Up to and including the line that contains "Category: grassy lot", write out every line of the entries exactly, beginning with the first. Omit the pictures.

━━━ Data ━━━

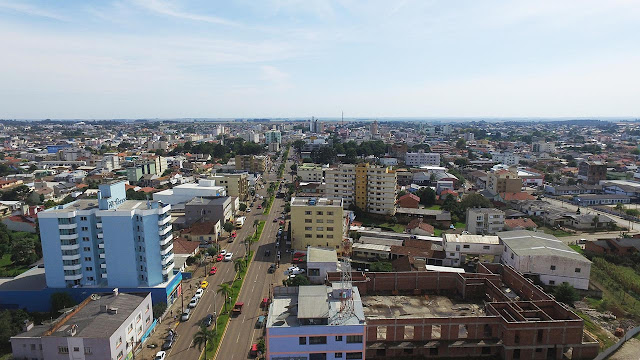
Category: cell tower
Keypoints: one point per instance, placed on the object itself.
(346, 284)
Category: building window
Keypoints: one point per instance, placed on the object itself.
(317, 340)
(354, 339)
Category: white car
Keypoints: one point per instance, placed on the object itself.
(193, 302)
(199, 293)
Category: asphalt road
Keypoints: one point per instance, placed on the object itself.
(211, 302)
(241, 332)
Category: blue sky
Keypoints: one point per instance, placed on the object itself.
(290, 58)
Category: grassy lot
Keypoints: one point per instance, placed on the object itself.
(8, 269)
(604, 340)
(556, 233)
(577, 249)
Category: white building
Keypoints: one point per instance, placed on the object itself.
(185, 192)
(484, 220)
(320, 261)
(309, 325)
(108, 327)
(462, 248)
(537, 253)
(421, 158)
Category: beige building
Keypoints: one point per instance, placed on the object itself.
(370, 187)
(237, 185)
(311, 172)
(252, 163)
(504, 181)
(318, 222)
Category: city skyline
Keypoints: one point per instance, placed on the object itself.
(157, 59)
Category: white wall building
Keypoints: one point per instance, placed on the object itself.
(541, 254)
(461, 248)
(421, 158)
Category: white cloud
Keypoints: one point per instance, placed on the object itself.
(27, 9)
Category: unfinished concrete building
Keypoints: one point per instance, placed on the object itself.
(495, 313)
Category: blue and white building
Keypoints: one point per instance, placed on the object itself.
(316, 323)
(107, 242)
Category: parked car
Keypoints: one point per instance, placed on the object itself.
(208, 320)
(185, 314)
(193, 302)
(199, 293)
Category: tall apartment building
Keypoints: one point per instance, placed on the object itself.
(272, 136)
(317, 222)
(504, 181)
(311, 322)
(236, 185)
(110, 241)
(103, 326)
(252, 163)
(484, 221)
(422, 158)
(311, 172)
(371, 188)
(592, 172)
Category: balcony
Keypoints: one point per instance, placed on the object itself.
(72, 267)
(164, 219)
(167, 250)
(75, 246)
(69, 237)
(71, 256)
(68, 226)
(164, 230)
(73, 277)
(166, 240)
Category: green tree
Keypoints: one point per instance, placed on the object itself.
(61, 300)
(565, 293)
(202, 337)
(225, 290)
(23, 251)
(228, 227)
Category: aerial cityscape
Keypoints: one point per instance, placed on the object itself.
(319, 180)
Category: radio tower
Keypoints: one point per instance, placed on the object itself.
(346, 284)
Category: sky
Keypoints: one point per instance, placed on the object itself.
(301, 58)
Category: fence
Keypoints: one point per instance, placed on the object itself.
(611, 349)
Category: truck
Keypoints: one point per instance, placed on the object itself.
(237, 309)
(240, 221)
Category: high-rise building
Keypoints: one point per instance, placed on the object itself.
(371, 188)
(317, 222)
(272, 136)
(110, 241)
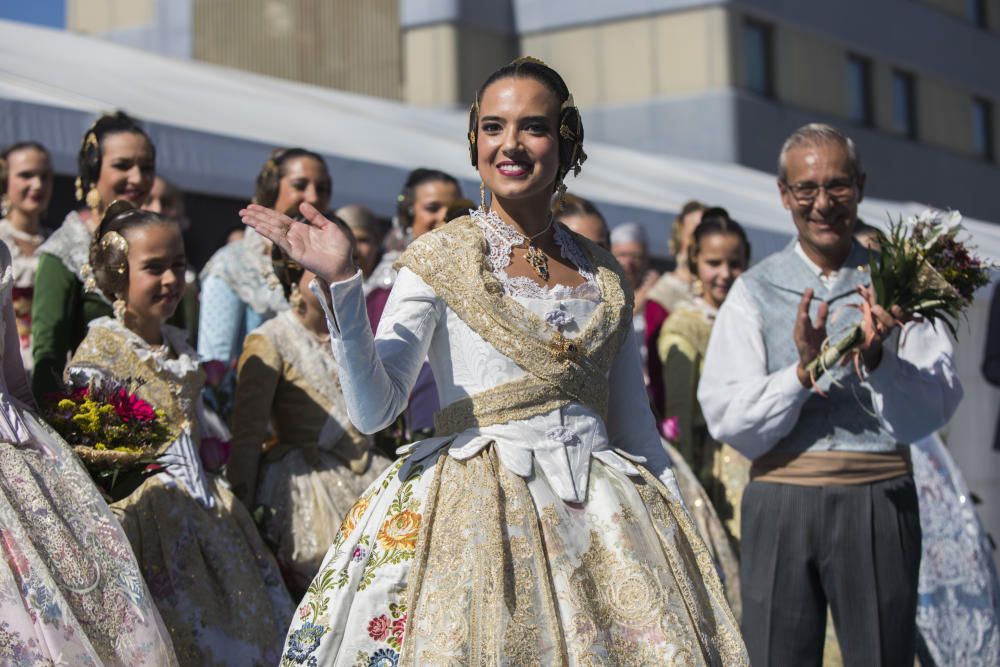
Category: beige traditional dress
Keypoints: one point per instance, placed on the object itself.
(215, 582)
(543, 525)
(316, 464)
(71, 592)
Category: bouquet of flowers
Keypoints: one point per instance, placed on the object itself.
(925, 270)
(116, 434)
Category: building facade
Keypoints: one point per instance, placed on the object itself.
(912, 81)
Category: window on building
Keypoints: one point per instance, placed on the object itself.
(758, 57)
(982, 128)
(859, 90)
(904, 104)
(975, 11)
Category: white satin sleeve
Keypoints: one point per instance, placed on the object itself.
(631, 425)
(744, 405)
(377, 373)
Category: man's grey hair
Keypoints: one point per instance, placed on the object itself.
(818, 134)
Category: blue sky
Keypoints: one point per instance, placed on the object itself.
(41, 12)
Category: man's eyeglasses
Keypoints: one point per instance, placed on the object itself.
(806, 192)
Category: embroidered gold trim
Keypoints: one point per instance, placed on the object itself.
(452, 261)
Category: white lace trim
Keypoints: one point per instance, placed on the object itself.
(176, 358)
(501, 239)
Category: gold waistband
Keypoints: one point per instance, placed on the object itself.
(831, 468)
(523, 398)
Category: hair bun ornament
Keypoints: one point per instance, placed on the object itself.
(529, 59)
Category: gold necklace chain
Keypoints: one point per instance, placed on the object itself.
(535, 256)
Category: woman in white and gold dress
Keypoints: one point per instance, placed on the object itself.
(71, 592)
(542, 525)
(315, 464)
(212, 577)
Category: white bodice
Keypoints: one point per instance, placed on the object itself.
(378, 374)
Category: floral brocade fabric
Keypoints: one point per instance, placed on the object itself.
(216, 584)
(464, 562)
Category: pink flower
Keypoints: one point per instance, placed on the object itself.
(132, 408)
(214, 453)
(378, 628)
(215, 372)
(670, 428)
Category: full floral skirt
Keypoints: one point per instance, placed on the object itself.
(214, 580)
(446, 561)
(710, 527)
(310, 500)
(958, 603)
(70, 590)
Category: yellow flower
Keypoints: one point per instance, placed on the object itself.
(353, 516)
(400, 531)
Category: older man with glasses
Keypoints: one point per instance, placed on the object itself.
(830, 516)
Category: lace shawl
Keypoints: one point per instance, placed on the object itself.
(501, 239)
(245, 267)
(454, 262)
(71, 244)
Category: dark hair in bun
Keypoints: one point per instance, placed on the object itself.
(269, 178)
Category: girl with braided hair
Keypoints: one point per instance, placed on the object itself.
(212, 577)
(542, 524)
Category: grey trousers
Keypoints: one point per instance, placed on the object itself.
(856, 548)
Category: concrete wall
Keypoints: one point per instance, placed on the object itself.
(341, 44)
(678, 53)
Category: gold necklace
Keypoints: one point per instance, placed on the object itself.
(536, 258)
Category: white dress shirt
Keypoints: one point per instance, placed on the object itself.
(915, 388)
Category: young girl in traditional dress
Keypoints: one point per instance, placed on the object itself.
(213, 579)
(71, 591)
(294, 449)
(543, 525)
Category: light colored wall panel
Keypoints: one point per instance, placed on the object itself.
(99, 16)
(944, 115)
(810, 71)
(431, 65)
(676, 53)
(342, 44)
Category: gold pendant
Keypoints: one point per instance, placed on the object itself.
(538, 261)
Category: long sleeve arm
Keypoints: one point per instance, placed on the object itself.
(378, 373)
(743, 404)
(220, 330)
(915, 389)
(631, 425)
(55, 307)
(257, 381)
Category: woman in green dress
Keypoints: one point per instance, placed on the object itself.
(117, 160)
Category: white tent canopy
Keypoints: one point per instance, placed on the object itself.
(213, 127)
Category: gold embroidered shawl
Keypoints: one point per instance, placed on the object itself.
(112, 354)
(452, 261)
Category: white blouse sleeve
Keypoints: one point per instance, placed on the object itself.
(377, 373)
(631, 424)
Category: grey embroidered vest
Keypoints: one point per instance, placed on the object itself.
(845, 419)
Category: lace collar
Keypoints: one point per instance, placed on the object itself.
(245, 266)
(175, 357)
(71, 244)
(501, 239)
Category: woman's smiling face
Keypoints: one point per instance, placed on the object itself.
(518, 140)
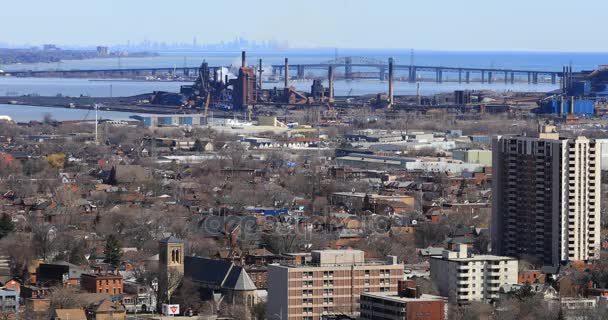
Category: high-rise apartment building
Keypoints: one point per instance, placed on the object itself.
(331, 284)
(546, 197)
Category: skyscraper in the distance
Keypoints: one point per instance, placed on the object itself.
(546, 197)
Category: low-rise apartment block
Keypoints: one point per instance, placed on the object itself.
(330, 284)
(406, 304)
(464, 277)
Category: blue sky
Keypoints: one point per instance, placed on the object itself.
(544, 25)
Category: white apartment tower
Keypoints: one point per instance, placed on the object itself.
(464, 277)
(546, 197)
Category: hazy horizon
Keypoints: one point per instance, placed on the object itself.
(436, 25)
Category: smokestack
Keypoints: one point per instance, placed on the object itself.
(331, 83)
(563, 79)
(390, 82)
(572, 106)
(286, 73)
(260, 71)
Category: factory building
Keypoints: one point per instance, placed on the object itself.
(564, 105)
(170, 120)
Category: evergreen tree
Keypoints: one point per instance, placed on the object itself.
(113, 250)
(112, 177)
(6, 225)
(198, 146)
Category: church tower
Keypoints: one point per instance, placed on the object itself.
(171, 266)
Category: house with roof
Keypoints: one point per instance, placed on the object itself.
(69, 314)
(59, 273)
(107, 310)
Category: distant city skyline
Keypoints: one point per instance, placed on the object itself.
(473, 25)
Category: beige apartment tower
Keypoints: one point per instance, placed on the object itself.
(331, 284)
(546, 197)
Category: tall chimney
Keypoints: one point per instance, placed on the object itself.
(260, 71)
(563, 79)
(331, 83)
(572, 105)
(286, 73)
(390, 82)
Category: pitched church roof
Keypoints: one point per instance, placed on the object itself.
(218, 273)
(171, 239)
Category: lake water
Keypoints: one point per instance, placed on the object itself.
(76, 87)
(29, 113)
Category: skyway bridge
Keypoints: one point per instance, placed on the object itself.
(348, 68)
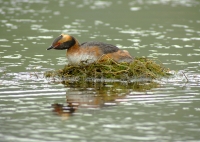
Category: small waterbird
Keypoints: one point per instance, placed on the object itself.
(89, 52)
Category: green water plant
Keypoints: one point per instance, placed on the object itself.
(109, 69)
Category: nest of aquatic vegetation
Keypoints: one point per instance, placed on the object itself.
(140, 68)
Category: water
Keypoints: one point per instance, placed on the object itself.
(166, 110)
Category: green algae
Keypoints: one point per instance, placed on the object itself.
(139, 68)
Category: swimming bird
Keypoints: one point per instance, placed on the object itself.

━━━

Reply to the task
Category: cell tower
Keypoints: one point per instance, placed on the object itself.
(346, 284)
Category: building window
Keypoints: one point per instance, placed on the object itself.
(317, 340)
(354, 339)
Category: white car
Keypoints: one point per instance, placed on the object itself.
(193, 302)
(199, 293)
Category: asphalt road
Keypoints: one point per instance, placed on the object itself.
(211, 302)
(241, 332)
Category: blue sky
Keypoints: one point per instance, placed on the object itself.
(290, 58)
Category: grassy lot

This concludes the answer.